[Point annotation records]
▬▬▬▬▬▬▬▬▬▬
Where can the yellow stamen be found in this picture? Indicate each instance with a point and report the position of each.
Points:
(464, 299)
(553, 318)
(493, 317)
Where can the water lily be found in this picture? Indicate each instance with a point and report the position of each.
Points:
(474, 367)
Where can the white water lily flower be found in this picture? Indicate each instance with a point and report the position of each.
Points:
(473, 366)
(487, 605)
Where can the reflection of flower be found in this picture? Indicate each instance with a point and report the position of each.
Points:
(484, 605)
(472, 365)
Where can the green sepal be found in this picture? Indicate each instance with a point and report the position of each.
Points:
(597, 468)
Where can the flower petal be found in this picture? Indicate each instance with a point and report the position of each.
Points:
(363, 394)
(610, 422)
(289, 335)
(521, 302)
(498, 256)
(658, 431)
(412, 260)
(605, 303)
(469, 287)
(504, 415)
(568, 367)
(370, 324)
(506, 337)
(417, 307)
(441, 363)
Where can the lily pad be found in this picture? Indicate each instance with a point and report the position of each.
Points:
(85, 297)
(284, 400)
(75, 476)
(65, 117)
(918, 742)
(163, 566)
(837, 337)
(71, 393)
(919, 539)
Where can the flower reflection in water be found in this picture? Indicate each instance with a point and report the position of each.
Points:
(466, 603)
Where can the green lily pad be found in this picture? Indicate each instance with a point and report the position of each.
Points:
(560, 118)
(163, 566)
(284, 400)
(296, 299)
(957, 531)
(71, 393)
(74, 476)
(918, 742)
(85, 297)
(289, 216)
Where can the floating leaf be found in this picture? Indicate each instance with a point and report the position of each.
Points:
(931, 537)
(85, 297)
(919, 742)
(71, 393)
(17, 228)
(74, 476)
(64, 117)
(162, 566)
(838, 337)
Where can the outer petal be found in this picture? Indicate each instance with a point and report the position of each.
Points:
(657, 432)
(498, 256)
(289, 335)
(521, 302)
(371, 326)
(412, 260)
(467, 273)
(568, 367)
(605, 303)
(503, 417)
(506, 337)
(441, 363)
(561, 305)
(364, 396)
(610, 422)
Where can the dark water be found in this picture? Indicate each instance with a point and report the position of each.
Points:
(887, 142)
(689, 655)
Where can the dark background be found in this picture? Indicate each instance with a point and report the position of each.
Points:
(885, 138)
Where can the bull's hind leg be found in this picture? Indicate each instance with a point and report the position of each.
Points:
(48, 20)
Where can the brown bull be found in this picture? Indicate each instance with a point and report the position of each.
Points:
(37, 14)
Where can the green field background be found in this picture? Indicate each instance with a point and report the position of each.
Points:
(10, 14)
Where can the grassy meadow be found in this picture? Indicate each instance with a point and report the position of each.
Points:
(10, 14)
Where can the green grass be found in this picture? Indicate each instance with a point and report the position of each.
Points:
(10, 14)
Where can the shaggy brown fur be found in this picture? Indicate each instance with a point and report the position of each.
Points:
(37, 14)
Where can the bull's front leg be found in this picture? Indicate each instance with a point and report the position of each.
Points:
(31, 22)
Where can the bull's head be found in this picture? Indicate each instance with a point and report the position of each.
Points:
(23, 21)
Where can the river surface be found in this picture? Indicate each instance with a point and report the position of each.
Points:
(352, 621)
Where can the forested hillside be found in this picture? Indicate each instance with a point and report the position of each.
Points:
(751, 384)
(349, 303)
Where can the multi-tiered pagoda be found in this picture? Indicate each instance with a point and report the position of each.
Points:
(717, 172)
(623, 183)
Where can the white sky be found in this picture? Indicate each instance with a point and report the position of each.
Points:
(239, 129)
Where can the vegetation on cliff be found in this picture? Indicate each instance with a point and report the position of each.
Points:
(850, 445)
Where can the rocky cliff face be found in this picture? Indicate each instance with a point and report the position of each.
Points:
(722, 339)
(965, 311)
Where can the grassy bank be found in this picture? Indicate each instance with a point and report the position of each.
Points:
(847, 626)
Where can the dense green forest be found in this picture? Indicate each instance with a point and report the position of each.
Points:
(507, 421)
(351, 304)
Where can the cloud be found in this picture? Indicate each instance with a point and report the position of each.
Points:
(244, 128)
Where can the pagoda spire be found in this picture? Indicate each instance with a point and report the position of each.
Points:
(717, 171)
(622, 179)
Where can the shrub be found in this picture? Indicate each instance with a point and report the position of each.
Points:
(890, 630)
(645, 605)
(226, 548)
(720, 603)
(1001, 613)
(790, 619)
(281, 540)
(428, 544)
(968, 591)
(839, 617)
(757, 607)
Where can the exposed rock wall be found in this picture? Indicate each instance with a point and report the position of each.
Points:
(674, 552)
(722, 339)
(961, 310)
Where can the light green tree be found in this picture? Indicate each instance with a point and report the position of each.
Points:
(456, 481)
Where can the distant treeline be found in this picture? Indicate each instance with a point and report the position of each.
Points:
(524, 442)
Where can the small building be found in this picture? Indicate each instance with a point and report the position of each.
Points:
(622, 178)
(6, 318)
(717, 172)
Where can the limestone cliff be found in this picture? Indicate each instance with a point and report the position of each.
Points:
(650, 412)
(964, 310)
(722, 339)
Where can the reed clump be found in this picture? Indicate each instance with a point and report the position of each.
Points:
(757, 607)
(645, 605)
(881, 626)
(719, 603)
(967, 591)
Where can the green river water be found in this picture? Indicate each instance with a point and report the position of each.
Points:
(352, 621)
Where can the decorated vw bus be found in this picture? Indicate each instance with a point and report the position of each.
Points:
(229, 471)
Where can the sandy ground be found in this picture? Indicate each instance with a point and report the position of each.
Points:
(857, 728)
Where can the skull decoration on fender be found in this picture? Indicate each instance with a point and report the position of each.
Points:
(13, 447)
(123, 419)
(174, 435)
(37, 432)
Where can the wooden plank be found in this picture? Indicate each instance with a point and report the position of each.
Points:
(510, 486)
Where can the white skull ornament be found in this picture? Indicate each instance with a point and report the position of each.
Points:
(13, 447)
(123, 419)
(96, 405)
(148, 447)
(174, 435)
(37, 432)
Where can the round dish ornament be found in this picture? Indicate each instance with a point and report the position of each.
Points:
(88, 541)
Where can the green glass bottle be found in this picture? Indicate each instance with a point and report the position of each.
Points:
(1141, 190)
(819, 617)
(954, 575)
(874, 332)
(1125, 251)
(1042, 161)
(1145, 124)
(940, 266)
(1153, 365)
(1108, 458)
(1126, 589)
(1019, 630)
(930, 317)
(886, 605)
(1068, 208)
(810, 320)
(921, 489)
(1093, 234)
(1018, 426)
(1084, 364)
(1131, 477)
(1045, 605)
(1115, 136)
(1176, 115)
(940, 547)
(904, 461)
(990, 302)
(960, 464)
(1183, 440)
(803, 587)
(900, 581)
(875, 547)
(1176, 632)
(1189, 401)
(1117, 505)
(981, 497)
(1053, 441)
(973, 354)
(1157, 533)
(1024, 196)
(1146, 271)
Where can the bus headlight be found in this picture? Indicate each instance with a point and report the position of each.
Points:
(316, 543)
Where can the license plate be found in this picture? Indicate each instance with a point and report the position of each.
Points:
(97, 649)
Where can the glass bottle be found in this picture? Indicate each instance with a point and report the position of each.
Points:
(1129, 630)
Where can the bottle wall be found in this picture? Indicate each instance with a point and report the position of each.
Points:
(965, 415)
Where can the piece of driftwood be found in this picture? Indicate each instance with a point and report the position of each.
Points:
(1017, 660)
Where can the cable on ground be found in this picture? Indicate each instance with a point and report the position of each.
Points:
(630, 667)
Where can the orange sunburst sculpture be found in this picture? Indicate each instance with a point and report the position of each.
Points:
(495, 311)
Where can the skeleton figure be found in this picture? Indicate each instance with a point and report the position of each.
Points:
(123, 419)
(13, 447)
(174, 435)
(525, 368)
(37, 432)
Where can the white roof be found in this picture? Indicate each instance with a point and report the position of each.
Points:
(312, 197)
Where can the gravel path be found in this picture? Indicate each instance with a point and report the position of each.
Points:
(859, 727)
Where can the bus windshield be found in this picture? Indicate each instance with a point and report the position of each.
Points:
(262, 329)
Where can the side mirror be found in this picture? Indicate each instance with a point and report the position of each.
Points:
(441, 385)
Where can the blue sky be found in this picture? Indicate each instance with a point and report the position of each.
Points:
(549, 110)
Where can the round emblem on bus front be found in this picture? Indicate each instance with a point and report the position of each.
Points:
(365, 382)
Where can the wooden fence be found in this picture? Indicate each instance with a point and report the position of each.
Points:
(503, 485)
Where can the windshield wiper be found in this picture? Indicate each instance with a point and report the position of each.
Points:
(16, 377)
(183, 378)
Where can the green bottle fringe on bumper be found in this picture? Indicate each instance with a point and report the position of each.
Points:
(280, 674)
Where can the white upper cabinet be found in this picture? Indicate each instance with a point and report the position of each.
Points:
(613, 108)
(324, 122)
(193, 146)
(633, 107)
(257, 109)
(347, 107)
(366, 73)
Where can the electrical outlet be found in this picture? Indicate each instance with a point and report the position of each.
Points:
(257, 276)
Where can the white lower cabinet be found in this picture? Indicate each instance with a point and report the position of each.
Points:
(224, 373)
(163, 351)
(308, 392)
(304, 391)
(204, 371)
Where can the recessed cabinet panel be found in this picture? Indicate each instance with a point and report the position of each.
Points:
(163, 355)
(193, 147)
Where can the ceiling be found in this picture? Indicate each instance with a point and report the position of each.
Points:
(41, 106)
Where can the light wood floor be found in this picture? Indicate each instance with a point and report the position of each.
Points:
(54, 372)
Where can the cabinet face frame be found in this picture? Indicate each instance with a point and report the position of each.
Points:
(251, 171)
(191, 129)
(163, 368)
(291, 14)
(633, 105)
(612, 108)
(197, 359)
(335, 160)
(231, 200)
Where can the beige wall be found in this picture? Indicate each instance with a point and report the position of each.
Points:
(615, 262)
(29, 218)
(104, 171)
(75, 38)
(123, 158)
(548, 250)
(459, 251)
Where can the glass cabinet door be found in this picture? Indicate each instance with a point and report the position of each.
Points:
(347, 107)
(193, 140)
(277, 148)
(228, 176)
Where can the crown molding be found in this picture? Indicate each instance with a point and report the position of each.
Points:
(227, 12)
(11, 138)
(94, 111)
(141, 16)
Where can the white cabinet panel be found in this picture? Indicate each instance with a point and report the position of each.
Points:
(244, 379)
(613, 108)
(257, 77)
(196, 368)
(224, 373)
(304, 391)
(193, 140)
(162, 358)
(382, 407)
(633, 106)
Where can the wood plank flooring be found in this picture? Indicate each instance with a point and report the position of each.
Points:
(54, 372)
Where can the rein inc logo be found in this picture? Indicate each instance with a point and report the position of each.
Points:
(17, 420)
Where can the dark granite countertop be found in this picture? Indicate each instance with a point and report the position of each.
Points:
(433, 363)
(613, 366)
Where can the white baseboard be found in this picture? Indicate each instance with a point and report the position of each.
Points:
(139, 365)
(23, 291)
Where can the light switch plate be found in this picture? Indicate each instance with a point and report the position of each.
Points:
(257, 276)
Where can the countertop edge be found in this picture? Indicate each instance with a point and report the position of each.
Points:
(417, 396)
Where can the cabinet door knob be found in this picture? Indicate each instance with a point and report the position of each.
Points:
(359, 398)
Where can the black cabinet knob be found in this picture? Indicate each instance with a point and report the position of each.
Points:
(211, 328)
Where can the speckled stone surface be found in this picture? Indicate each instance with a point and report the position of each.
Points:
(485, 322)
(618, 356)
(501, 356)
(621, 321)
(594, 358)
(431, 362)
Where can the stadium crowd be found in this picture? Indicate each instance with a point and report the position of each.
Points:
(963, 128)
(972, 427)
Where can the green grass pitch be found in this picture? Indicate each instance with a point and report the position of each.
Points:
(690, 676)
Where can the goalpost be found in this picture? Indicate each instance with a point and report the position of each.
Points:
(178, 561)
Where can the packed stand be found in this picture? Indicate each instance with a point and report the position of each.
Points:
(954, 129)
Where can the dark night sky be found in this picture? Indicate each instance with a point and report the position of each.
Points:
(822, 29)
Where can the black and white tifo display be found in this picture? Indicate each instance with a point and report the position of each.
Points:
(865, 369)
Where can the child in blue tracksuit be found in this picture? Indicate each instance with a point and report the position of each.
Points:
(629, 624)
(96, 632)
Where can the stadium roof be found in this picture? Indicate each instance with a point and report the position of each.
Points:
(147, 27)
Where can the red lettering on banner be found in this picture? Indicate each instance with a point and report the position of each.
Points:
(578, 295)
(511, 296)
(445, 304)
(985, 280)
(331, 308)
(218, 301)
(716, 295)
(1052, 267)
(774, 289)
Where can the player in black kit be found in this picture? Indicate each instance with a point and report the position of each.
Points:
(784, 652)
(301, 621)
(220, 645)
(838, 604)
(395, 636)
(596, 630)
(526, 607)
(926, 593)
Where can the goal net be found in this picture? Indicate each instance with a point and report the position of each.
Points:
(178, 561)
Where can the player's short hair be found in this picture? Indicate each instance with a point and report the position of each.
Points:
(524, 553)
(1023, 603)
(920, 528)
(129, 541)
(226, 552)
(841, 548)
▬▬▬▬▬▬▬▬▬▬
▸ EXERCISE DETAILS: Repeat the data verbatim, starting at the line that contains "Where can the red" and continuing through the final line of the data.

▸ RESULT OF THIS TASK:
Where can the red lettering on banner be found in this picture? Indicate each instance with a point and report the position of each.
Points:
(578, 295)
(511, 296)
(445, 304)
(985, 280)
(331, 308)
(218, 301)
(716, 295)
(1052, 267)
(774, 289)
Where can the player in black kit be found in this picture? Indicate each instance with a point and report the position of each.
Points:
(784, 652)
(301, 621)
(220, 645)
(838, 604)
(395, 636)
(596, 630)
(526, 607)
(926, 593)
Where can the goal net be found in this picture? Indicate each instance with a point and report the position of each.
Points:
(178, 561)
Where can the player's short hair be found in this picture? Indicate each instance with a point and report the position of each.
Points:
(524, 553)
(1023, 603)
(920, 528)
(129, 541)
(226, 552)
(841, 548)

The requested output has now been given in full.